Copy every one of the entries below, reproducing each line without any change.

Data records
::::

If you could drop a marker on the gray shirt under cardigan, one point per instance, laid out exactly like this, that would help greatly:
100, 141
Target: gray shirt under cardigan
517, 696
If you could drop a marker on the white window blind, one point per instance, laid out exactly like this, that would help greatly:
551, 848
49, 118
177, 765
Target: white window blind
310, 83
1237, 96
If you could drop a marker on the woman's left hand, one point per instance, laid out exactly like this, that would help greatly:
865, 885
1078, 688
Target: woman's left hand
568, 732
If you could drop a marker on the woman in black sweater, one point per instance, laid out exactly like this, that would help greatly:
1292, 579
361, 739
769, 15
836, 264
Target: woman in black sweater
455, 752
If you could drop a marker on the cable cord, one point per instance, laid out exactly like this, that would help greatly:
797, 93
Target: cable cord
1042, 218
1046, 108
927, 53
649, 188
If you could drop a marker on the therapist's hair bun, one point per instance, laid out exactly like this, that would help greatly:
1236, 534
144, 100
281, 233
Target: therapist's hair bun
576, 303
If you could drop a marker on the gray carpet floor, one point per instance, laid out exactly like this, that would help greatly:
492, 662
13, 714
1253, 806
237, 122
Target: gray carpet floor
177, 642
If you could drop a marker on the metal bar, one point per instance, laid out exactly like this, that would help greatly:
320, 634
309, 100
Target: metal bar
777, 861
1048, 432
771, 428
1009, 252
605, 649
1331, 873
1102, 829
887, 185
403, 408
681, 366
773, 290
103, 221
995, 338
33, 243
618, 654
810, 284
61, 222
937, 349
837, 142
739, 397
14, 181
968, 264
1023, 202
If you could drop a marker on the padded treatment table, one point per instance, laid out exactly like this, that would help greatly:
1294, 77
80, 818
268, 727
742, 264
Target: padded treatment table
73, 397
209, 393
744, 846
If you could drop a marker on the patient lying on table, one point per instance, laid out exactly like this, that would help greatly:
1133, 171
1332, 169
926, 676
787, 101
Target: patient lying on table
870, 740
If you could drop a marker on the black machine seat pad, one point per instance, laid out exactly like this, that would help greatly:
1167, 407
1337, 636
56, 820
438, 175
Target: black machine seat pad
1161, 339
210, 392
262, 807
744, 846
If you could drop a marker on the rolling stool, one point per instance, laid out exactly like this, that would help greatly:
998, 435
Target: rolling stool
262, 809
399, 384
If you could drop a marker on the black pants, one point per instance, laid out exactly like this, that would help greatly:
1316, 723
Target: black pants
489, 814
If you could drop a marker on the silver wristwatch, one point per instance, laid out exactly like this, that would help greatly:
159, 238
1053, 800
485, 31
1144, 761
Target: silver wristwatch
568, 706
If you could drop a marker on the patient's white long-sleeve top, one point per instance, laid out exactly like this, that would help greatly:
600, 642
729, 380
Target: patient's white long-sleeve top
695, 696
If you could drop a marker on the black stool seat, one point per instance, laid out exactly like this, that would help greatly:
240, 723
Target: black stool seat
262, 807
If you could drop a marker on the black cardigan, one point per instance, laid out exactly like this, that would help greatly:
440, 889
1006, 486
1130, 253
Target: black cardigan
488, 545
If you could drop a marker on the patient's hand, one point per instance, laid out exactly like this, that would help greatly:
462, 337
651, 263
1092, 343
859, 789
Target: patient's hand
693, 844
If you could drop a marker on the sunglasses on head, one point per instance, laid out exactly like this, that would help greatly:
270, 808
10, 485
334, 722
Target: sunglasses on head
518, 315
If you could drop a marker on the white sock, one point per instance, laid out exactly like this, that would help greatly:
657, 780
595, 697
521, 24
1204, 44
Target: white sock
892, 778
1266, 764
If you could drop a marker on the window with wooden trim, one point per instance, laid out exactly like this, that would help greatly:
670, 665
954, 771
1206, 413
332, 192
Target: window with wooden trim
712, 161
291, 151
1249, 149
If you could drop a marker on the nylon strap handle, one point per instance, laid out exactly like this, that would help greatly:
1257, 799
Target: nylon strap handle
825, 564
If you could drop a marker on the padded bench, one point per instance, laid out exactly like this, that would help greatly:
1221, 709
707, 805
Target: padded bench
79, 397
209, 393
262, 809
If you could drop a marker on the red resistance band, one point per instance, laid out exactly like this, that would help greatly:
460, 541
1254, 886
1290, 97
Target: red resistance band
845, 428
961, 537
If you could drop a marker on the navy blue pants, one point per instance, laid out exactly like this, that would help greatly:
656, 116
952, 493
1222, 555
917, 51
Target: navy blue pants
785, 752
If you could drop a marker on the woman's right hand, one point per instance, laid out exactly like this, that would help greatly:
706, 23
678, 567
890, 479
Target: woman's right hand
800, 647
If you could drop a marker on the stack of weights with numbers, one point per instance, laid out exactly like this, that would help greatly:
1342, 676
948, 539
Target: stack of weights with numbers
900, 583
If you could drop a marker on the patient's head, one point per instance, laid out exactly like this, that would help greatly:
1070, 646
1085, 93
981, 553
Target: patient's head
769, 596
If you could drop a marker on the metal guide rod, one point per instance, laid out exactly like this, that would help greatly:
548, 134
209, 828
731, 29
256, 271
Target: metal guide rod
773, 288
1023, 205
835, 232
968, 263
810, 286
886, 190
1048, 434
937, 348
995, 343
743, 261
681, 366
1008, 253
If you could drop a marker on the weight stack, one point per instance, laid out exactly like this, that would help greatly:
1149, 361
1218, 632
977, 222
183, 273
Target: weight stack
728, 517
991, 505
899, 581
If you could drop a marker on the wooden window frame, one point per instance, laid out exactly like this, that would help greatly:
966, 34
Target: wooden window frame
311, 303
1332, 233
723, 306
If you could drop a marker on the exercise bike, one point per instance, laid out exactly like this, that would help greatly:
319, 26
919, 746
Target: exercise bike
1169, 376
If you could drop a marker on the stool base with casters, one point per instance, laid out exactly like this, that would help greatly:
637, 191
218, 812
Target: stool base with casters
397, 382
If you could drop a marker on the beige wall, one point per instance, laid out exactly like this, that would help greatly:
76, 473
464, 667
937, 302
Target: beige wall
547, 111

::::

Exercise solution:
If you could drop a marker on the gray shirt under cardigan, one point per instance, laid out exactly like this, that would help greatly:
100, 141
Target: gray shirt under cardigan
517, 696
If you could drop a marker on the white window blind, one point per instance, laid out exactly like this, that would help greatly:
551, 848
49, 118
177, 765
Target: white window blind
310, 83
1237, 96
If you could drop a marker on the woman's left hand, one point per instance, laid out exactly like this, that would help greatly:
865, 885
1078, 688
Target: woman's left hand
568, 732
If you could drop a marker on the woman in black sweater, one point per instance, laid out exactly like this, that would help greatly:
1292, 579
361, 739
769, 15
836, 264
Target: woman in black sweater
455, 752
If you could drop a marker on the cable cord, one point per instance, laid out exactly like this, that would help greatly:
797, 93
Target: cable cord
1042, 218
1046, 108
927, 53
649, 188
If you could drop a marker on the therapist's hair bun, one point per instance, laid out exactly like this, that would help greatly:
1236, 534
144, 100
281, 233
Target: therapist's hair bun
576, 303
If you could drop a marker on the gray carpet floor, one point per instance, laid out exactly like this, that would help greatly:
492, 662
13, 714
1253, 806
237, 122
Target: gray carpet floor
177, 642
If you could drop a marker on the metal bar, one point per instance, laid out exactly like this, that would help greatly:
320, 634
309, 100
Target: metal bar
777, 861
1048, 432
771, 428
1009, 252
605, 649
1331, 873
1102, 829
887, 185
403, 408
681, 366
773, 290
103, 221
995, 338
33, 243
618, 654
810, 284
61, 222
937, 349
837, 142
739, 397
14, 181
968, 264
1023, 202
If you could drop a marker on the padded treatment table, one point per instance, laid out exactly like this, that would help greatly:
1294, 77
80, 818
268, 727
742, 264
Target: padded treatment table
73, 397
209, 393
744, 846
If you could drop a marker on the patient lying on table, one point per instance, laid out exactly like this, that would help greatly:
1133, 171
1332, 169
926, 676
787, 101
Target: patient lying on table
870, 740
If you could drop a marker on the black machine seat pad, one point per instance, laid out exactly like this, that would help greatly:
1167, 407
1337, 636
56, 820
438, 175
Target: black machine seat pad
1161, 339
210, 392
262, 807
744, 846
If you could drop a marker on the rolling stool, one point per instance, laid out exactly like this, that would help greatly:
998, 435
Target: rolling stool
262, 809
399, 384
If you could drop a marker on the black pants, one point per instance, laid out exactly like this, that would help greatly:
1316, 723
Target: black pants
489, 814
If you could drop a marker on the silver wristwatch, one point per instance, laid out exactly like this, that would help greatly:
159, 238
1053, 800
485, 31
1144, 761
Target: silver wristwatch
568, 706
If you could drop a marker on the patient's white long-sleeve top, one point per instance, laid out exactly like this, that would help greatly:
600, 642
729, 380
Target: patient's white long-sleeve top
695, 696
If you could drop a marker on the black stool seat, one point per instance, laid out exactly like this, that would help greatly:
240, 723
Target: black stool seat
262, 807
If you could drop a marker on the black cardigan, one point per instance, laid out exactly like this, that would help greatly:
440, 889
1006, 486
1130, 253
Target: black cardigan
488, 545
If you could drop a marker on the patient's hand, one point per instance, laid out exactly like this, that would help greatly:
462, 337
651, 263
1092, 343
859, 789
Target: patient's hand
693, 844
If you could drop a marker on the sunglasses on head, one point per instance, laid out exactly like this, that would help greatly:
270, 808
10, 485
334, 722
Target: sunglasses on head
518, 315
If you could drop a marker on the white sock, one point per instance, laid out exactly like this, that would help greatly:
657, 780
595, 697
521, 24
1204, 44
Target: white sock
892, 778
1266, 764
If you could drop a marker on the window with wooden trim, one point per instance, laid out exactly like this, that would help greatly:
670, 665
954, 771
1206, 413
332, 192
Target: window with wooden trim
712, 161
291, 151
1249, 149
If you could drop a marker on the nylon strap handle, one point per instance, laid out exactly like this, that would help greatly:
1257, 799
Target: nylon strap handle
825, 564
If you could drop a marker on the padded bench, one point per instance, laid out exactly like this, that would help greatly:
1221, 709
707, 805
Target: padded bench
79, 397
209, 393
262, 809
If you could drop a marker on the red resistance band, one point per instance, laid out exactly like this, that would help greatly:
460, 541
1254, 886
1290, 97
Target: red resistance band
845, 428
961, 537
If you could drop a marker on the navy blue pants, one point per instance, laid out exactly like this, that would help greatly:
656, 116
952, 493
1222, 555
917, 51
Target: navy blue pants
785, 752
If you could drop a marker on the woman's right hand, one point per instance, laid out exactly like this, that would help greatly:
706, 23
678, 567
890, 479
Target: woman's right hand
800, 647
If you could drop a marker on the stack of weights with numbers, one point per instance, laid out exactly like this, that would help greatly:
1342, 676
948, 539
Target: stack of weights with numbers
900, 583
If you could drop a marker on the patient's head, one point per instance, laid out exactly like this, that would help greatly:
1070, 646
1085, 93
981, 553
Target: patient's head
769, 596
If you could drop a marker on the metal guide rod, one point per instance, laid out exactly like this, that would help greatly:
548, 134
209, 828
731, 29
256, 271
Target: metal guide rod
773, 288
1023, 205
835, 232
968, 263
810, 286
886, 190
1048, 434
937, 348
995, 343
743, 261
681, 366
1008, 253
If you could drop a marker on the weight stack, one point per instance, laid out exactly like this, that would help greatly:
1149, 361
1218, 632
977, 222
183, 273
Target: weight stack
728, 517
991, 505
899, 581
If you could drop a marker on the wooden window frame, one point per instance, laid out exactly like this, that would help greatly:
966, 34
Target: wooden window frame
311, 303
1332, 233
723, 306
If you could drop a marker on the exercise bike, one point per instance, laid out exactly like this, that would help greatly:
319, 26
919, 746
Target: exercise bike
1169, 376
If you could drop a marker on the stool base with casters, one point per instance, laid out exactly like this, that would help greatly:
637, 191
218, 812
Target: stool base with casters
397, 382
If you could drop a marker on the beige wall, one point per instance, laid out exactly like this, that would help greatly:
76, 473
464, 667
937, 302
Target: beige wall
547, 111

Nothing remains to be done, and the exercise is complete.